* TEKSTFRAGMENT:
------------------------------------------------------------------------

-
Eerste periode De eerste periode na de start van het kind heeft de leidster extra aandacht voor de overdracht naar ouders. Centraal hierin staat het welbevinden van het kind, maar ook kunnen er bij ouders nog vragen of onduidelijkheden zijn die bij de intake nog niet naar voren kwamen. Als ouders dit willen kan er een schriftje bijgehouden worden voor de baby‟s.
-
Breng- en haalcontacten Aan het begin van de dag, als de kinderen gebracht worden, en aan het einde van de dag bij het ophalen, proberen de leidster tijd vrij te maken om met de ouders te praten over het kind en zijn belevenissen. Deze dagelijkse gesprekjes tussen de ouders en de leidsters kunnen ons inziens een grote bijdrage leveren aan de band tussen ouders en de leidsters. De leidsters proberen zo goed mogelijk hun aandacht en tijd te verdelen over de ouders. Soms kan dit wel eens moeilijk zijn, bijvoorbeeld omdat er veel ouders tegelijk binnen komen of omdat de kinderen aandacht vragen. Ouders kunnen aan het einde van de dag ook zelfstandig op het overdrachtformulier lezen welke activiteiten die dag zijn gedaan. Ook zijn alle bijzonderheden zoals flessentijd, slaaptijd, hoeveel gegeten, etc. daarop terug te lezen. ‟s Morgens wordt hierop voor baby‟s geschreven hoe laat zij die ochtend de eerste voeding hebben gehad zodat de leidsters weten hoe laat de volgende fles gegeven kan worden. Ouders mogen deze of andere informatie ook zelf op het formulier noteren.

------------------------------------------------------------------------

Wat wordt er volgens het tekstfragment over de overdracht naar ouders 's morgens voor baby's op het overdrachtformulier geschreven? De gegevens zijn voor de opdracht niet nodig.

* GEGEVENS:

------------------------------------------------------------------------

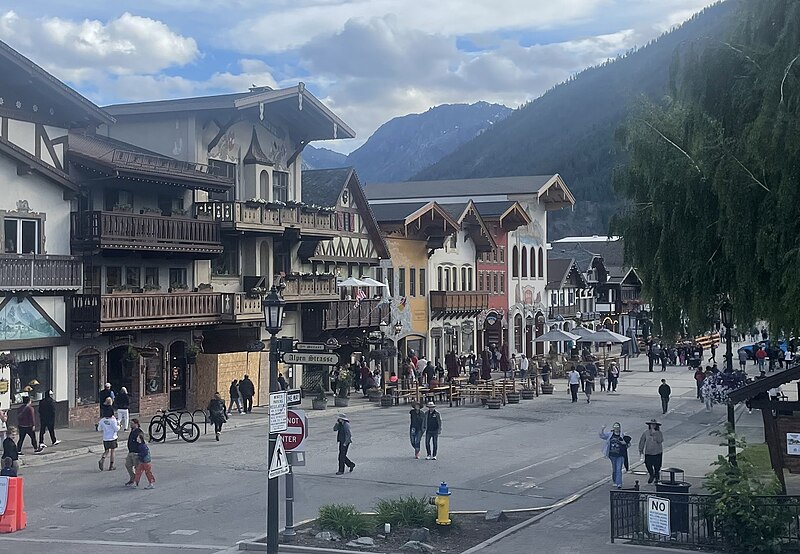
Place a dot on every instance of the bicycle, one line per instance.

------------------------------------------------------------------------

* UITWERKING:
Hoe laat de baby die ochtend de eerste voeding heeft gehad.